* **Given task**: Every line from the line containing "Please pick out the white interior" through the final line of the data is to be printed exactly; no other line is to appear.

[Excerpts from point annotation data]

------------------------

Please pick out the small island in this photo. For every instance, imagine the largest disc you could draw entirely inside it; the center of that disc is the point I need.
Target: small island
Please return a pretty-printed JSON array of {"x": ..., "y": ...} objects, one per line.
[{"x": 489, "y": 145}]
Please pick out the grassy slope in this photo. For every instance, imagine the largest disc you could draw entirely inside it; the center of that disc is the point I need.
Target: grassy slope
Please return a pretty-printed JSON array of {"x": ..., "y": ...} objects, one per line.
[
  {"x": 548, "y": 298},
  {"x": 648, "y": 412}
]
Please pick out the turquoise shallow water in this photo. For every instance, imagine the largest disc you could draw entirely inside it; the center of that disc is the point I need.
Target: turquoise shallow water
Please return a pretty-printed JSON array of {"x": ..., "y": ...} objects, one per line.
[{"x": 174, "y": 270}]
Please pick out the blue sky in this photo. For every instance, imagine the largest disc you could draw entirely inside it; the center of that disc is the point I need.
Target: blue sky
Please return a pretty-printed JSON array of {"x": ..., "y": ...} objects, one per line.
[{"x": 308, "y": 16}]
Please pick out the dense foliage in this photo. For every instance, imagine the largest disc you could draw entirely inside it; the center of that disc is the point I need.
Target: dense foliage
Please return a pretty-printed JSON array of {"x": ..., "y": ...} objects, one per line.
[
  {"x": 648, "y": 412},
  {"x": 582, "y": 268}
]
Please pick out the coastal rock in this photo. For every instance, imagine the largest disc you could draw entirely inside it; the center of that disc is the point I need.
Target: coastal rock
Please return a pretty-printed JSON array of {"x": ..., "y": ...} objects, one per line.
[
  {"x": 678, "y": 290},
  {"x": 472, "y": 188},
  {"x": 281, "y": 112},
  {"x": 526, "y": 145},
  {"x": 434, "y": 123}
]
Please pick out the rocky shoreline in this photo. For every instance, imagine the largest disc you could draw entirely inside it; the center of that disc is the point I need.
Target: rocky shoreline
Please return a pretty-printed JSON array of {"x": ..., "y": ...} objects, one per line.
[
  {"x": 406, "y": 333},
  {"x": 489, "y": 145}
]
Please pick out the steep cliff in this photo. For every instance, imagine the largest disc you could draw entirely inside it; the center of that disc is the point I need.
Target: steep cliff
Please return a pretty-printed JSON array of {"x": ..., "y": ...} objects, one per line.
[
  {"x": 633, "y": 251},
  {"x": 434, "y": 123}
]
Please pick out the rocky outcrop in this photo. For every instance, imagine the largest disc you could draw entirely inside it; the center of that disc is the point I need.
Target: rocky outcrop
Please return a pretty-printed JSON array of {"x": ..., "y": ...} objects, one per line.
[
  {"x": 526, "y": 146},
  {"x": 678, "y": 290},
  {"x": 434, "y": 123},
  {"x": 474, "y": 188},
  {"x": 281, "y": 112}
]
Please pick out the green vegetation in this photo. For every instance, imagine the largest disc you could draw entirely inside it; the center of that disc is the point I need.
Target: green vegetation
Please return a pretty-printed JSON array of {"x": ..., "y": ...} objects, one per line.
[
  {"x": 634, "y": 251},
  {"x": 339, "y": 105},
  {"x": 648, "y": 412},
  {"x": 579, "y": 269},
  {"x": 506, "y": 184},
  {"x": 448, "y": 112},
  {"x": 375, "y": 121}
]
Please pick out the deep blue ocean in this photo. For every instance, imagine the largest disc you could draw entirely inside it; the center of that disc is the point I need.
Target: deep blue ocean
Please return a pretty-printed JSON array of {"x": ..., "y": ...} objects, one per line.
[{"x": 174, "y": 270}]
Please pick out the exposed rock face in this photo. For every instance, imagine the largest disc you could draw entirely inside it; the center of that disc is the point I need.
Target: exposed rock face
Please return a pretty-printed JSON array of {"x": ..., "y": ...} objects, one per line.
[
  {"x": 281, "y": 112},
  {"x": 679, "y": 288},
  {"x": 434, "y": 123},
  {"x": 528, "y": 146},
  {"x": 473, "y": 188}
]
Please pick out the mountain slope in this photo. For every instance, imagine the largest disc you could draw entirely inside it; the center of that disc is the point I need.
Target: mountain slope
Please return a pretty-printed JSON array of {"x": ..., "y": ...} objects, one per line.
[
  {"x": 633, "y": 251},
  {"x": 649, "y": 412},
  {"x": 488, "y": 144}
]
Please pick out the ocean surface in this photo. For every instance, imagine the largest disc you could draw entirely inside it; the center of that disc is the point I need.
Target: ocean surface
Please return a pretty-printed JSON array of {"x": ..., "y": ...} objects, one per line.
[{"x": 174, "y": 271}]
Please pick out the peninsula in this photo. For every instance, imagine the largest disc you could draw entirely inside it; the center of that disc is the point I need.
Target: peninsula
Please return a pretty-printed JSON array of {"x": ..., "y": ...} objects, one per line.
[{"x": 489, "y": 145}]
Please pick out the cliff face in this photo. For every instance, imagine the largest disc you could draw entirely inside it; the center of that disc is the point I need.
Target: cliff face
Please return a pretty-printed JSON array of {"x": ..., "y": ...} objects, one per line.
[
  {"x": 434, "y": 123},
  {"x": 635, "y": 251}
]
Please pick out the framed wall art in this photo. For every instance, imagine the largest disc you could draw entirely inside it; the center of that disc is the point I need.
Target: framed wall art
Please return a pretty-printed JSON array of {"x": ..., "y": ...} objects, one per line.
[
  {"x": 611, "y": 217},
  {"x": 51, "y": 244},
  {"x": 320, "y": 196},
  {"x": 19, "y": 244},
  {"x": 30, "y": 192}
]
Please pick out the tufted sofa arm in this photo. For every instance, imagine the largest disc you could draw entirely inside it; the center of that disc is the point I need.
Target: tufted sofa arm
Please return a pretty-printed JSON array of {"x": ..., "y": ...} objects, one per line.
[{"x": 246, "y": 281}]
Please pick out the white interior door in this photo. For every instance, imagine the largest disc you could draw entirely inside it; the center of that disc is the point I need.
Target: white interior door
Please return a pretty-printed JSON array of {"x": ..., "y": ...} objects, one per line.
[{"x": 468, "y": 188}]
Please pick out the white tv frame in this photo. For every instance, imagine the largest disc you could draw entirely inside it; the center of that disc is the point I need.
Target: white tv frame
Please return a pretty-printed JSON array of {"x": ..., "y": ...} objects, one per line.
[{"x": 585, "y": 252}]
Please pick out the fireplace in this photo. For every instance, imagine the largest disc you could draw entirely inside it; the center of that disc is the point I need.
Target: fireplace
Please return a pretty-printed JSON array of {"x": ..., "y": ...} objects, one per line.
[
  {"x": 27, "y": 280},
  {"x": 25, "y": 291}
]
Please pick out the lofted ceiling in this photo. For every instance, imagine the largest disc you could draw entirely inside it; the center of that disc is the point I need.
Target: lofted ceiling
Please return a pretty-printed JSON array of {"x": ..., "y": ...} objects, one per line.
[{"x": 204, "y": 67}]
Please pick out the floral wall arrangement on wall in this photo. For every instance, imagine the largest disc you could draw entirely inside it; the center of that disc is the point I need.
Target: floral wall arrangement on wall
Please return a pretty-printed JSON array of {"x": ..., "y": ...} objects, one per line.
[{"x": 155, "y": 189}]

------------------------

* **Full answer**:
Please pick out the white interior door in this photo. For every instance, imagine the largest disc you could draw entirely inside it; the center of that disc is the point I need.
Target: white interior door
Please return a pretty-printed JSON array of {"x": ..., "y": ...} objects, one per line.
[{"x": 468, "y": 188}]
Please pick out the white tv frame in this photo. For every instance, imagine the largest disc you could draw entirely inside it; the center of that disc is the point I need.
Target: white tv frame
Please return a pretty-printed JSON array of {"x": ..., "y": ...} objects, one per line.
[{"x": 585, "y": 252}]
Please pick out the fireplace in this photo. For every instance, imagine the largest disc you could draw entirely inside it; the center of that disc is the point I need.
Target: fireplace
Please return a pretty-printed JSON array of {"x": ..., "y": ...} objects, one per line.
[
  {"x": 27, "y": 280},
  {"x": 25, "y": 291}
]
Please pick out the lofted ceiling in this photo. For every instance, imagine the largest disc you could draw entirely inside it; the center of that disc is the point I need.
Target: lofted ceiling
Please return a pretty-printed JSON array of {"x": ..., "y": ...} objects, one per line.
[{"x": 204, "y": 67}]
Please pick out the floral wall arrangement on wall in this photo. For every instance, imagine the largest disc you could draw entirely inside it; the center of that disc is the point I need.
Target: floral wall arrangement on wall
Please return a pretty-printed JSON array of {"x": ..., "y": ...} objects, one per line.
[{"x": 155, "y": 189}]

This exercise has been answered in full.